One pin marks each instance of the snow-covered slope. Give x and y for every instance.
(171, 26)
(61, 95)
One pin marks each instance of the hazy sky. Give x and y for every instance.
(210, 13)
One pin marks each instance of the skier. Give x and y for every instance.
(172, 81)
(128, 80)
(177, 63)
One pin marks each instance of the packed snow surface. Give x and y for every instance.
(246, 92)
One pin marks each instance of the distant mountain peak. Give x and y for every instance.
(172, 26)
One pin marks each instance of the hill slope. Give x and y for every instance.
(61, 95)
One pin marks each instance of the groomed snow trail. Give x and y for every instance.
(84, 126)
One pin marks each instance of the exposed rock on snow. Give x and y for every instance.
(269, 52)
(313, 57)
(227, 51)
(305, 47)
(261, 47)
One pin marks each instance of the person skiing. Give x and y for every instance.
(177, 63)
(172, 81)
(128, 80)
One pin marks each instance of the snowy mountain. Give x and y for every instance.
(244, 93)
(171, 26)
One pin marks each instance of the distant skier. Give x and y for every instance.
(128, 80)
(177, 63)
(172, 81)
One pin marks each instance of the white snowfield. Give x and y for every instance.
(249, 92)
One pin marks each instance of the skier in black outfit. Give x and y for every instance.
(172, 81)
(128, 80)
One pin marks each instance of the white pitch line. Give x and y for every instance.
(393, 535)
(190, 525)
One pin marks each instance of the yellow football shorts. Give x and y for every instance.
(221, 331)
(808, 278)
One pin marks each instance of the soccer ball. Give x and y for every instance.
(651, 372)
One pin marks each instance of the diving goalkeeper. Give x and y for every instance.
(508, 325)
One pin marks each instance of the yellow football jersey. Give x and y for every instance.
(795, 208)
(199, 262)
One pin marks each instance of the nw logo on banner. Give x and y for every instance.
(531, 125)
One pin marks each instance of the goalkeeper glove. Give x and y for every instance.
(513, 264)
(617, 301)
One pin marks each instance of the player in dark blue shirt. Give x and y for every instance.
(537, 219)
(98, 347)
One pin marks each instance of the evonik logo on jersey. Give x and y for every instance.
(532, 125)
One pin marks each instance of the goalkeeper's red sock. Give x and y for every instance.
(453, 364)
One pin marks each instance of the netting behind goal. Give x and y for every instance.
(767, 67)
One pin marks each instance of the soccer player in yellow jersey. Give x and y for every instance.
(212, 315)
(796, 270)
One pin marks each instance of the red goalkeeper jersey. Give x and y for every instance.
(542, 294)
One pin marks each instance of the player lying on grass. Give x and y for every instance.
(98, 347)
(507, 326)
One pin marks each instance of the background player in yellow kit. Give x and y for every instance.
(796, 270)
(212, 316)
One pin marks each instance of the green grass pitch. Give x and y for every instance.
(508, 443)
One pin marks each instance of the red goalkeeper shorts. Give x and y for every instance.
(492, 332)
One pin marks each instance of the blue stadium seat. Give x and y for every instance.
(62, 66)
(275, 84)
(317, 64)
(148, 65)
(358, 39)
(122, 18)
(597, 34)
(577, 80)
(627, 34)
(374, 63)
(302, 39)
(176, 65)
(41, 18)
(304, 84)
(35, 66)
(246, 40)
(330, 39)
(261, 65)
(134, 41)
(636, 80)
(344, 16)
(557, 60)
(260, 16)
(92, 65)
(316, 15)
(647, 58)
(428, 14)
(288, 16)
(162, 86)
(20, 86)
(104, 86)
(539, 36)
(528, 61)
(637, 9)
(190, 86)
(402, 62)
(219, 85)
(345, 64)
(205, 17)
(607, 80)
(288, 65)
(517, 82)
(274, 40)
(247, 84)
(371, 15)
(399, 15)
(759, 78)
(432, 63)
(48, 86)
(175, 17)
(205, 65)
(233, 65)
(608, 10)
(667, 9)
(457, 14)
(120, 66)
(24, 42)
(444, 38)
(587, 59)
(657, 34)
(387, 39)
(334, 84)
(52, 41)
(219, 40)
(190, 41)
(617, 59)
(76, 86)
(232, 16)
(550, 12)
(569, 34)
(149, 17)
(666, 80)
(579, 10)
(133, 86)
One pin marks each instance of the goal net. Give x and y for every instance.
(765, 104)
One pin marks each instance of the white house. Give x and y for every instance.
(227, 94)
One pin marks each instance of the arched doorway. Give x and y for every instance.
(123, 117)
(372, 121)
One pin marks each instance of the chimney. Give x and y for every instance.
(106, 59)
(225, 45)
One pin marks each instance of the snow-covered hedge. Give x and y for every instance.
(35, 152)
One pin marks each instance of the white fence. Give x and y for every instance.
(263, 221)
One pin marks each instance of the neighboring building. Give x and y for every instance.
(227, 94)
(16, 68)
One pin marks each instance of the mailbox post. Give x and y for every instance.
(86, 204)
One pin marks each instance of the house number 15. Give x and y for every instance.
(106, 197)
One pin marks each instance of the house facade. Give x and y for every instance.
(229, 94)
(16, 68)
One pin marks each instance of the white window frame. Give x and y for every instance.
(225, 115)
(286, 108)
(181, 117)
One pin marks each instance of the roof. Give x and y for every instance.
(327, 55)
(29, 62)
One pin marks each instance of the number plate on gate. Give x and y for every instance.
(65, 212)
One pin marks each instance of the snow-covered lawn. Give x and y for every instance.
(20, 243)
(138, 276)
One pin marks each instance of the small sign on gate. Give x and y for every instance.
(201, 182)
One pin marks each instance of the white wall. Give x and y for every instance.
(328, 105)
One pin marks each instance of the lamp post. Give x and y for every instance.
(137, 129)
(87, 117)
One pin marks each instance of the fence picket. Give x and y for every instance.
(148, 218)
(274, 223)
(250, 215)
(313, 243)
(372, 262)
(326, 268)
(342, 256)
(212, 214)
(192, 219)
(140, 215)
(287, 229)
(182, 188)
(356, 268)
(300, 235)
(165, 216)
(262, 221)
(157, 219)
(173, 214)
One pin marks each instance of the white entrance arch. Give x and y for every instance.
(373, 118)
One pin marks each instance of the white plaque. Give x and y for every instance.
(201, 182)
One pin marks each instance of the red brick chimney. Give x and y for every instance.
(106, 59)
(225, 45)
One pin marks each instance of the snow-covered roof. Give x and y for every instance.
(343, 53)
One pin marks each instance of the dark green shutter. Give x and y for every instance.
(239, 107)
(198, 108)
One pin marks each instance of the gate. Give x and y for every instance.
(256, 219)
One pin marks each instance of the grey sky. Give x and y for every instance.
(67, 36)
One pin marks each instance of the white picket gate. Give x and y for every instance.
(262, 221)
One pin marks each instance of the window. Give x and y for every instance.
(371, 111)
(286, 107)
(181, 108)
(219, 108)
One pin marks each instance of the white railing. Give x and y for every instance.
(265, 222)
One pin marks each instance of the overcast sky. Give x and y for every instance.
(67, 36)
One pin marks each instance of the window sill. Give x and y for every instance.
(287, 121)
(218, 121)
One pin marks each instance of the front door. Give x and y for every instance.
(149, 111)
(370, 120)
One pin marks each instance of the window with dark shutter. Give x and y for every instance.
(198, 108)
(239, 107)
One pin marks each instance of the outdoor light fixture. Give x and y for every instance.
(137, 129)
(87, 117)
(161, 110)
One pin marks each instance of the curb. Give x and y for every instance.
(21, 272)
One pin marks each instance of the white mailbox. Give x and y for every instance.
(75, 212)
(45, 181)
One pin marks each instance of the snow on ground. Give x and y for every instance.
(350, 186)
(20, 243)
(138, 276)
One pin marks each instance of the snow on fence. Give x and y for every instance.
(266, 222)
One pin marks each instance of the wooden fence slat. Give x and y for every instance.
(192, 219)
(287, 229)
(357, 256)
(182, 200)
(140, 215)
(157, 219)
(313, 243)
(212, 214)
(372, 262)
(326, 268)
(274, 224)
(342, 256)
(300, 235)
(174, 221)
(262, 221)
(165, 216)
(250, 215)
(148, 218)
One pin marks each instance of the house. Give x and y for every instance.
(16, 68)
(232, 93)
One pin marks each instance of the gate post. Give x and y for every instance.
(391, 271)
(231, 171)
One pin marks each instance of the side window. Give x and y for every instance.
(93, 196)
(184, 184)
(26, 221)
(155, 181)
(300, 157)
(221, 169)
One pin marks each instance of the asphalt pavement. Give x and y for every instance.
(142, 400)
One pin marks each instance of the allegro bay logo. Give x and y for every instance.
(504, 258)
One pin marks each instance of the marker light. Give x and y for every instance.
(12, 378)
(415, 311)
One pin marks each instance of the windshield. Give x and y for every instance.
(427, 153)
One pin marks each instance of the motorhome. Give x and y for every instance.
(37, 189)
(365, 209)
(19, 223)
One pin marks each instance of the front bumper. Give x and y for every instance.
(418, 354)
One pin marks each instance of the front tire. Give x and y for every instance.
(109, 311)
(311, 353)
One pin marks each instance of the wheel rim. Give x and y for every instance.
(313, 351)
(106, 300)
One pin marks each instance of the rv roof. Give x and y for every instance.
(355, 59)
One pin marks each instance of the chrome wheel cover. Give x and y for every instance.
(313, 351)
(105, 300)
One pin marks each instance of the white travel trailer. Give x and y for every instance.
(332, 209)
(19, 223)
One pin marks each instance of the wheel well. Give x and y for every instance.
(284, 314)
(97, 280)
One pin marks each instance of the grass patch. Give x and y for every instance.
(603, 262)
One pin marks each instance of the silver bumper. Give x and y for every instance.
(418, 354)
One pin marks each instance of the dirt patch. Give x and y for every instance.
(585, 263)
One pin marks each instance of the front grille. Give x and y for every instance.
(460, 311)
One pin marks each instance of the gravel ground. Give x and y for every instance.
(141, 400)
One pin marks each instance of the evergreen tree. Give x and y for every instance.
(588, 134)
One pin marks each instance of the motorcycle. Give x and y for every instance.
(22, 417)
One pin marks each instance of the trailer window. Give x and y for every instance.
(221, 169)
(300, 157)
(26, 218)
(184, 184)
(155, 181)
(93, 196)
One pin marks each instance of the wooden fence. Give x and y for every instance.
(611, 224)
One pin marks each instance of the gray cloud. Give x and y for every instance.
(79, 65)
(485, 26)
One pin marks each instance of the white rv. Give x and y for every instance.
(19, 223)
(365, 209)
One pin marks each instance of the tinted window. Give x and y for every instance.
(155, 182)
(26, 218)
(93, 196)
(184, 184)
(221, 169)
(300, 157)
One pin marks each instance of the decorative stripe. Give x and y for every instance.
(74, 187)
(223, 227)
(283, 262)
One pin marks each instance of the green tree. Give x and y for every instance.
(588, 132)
══════════
Print the lines of the material, exactly and only, from the line that contains "One pin marks each instance of the wooden fence." down to and including the final line.

◆ **ANSWER**
One pin marks each instance of the wooden fence. Give x and y for every instance.
(611, 224)
One pin marks each instance of the gray cloud. Give x and y for every instance.
(79, 65)
(485, 26)
One pin marks each instance of the white rv. Give x and y for every instance.
(19, 223)
(365, 209)
One pin marks each instance of the tinted window. Give x and y for every instance.
(155, 182)
(26, 218)
(93, 196)
(184, 184)
(221, 169)
(300, 157)
One pin marks each instance of the decorative stripe. Give x and y for every instance.
(74, 187)
(223, 227)
(283, 262)
One pin marks each instance of the green tree. Give x and y for every instance.
(588, 132)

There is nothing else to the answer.